§ DOCUMENT SEGMENT
[START]
Running down their shot clock, Payton backs down Carter.

Payton misses, but fouled by Carter.

Vaughn in for Carter.

-Petey


----------



## Lord-SMX

RJ w/ a nice game 18pts 12boards


----------



## Petey

Walker blocking foul. Jefferson with a great move.

Keep driving RJ!

-Petey


----------



## Petey

Zoran misses the 3.

Heat with 3 fouls in 1:50.

Payton hits a 3!

DAMN IT!

-Petey


----------



## Lord-SMX

**** nets are down 7


----------



## Phenom Z28

Payton with the baseline jumper, Nets timeout. Nets down 77-70 with 9 minutes left. Time to get a little worried...


----------



## Mogriffjr

Collins with the 1/6 from the FT line again lol...


----------



## Lord-SMX

long 2


----------



## Vinsane

we lose why are we not passin vince the ball when he was there


----------



## Petey

Offensive foul called on Krstic away from the ball, his 5th.

Jackson is coming in for Krstic.

-Petey


----------



## justasking?

:curse: :curse: :curse: 

Come on Nets! Lets go!!!


----------



## fruitcake

ya its VC's night tonight. get him back in and give him the ball.


----------



## Petey

Williams for a 3.

Heat up 10.

Damnit!

WOW, Kidd and Carter on the bench.

Vaughn misses, Zoran with a put back.
[END]
§ PROVIDED INFORMATION
[START]
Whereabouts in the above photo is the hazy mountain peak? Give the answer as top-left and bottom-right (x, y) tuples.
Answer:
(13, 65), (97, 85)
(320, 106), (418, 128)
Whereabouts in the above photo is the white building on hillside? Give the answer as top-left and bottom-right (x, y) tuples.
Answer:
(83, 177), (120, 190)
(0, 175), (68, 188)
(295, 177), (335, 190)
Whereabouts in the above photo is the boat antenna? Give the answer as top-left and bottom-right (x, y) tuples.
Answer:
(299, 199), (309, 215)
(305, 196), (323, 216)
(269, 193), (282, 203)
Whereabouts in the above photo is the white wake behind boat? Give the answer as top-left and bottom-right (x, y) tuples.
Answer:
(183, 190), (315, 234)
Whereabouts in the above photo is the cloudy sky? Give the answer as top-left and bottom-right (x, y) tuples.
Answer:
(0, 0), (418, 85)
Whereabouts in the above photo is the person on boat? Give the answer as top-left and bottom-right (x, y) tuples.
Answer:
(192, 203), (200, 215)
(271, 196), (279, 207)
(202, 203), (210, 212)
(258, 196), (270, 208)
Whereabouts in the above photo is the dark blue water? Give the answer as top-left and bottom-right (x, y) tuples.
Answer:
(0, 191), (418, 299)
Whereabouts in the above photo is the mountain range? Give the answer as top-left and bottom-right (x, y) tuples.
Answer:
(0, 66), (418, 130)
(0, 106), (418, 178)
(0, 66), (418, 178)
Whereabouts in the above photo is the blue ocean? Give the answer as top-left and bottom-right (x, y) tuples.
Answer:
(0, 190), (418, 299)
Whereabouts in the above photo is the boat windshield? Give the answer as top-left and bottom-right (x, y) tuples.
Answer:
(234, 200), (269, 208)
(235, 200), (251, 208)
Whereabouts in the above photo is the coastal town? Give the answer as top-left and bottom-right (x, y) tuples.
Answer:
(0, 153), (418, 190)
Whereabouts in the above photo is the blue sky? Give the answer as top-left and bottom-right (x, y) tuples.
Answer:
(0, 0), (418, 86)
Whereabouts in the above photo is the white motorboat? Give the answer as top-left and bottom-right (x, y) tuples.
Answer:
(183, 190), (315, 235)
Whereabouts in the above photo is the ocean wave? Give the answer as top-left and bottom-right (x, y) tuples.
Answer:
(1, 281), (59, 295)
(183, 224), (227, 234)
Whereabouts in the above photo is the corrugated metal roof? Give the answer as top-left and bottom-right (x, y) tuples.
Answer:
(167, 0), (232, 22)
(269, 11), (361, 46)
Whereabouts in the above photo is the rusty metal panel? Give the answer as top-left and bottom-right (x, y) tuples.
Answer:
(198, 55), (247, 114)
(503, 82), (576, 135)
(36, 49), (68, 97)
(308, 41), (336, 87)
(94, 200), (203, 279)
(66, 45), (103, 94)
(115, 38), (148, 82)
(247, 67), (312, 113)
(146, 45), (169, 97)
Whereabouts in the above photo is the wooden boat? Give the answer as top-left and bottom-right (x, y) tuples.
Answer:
[END]
§ TASKS
1. Output the portion of the basketball game thread from "we lose why" up to and including "in for Krstic.".
2. In the basketball game thread, which player is coming in for Krstic after his fifth foul?
3. Take the basketball game thread further, starting after its final post.
The items are separate material with no connection to the basketball game thread.

§ OUTPUTS
1.
we lose why are we not passin vince the ball when he was there


----------



## Petey

Offensive foul called on Krstic away from the ball, his 5th.

Jackson is coming in for Krstic.

2. Jackson

3.
-Petey


----------



## HB

the bench is terrible


----------



## Petey

Walker to Williams 10 feet behind the line, shoots... LOL

Air ball.

Classic clowns.

And we can't hit.

Pass to RJ damnit!

-Petey


----------



## fruitcake

vince only played 22 min so far?? what is wrong with this coach??


----------



## Petey

Walker is fouled.

McInnis and Zoran out.

Jackson-Jefferson-Carter-Kidd-Vaughn.

Ah 1-2-3 of last year!

-Petey


----------



## Nets0701

We really need a peremiter Defender....


----------



## fruitcake

finally kidd/carter back.


----------



## Phenom Z28

JWill with the trey...Heat up 10

Planinic taps in off of a Vaughn miss, down 8.

Planinic later shows he has a nice dribble, McInnis misses a running jumper at the shot clock buzzer.

Walker goes to the line.


----------



## Petey

fruitcake said:


> vince only played 22 min so far?? what is wrong with this coach??


Where ever you are reading that... is wrong.

Jackson can't hit the floater.

-Petey


----------



## HB

fruitcake said:


> finally kidd/carter back.


might be too late for that


----------



## fruitcake

finally kidd!


----------



## Phenom Z28

Kidd the lefty driving lay-up AND 1.


----------



## Petey

Walker backing down RJ, RJ with his 13th board.

Kidd takes off, hits and 1.

-Petey


----------



## funkylikemonkey

nice 3 point play


----------



## fruitcake

Petey said:


> Where ever you are reading that... is wrong.
> 
> Jackson can't hit the floater.
> 
> -Petey


ok i thought it looked stupid.


----------



## fruitcake

funkylikemonkey said:


> nice 3 point play


misses the free throw?


----------



## Petey

Kidd misses the free throw.

We need stops.

Kidd with the steal, fouled.

-Petey


----------



## Petey

Heat over the limit, Kidd hits the 1st...

and the 2nd.

Nets down 6.

RJ sits.

-Petey


----------



## fruitcake

nice 4 point play from jason kidd.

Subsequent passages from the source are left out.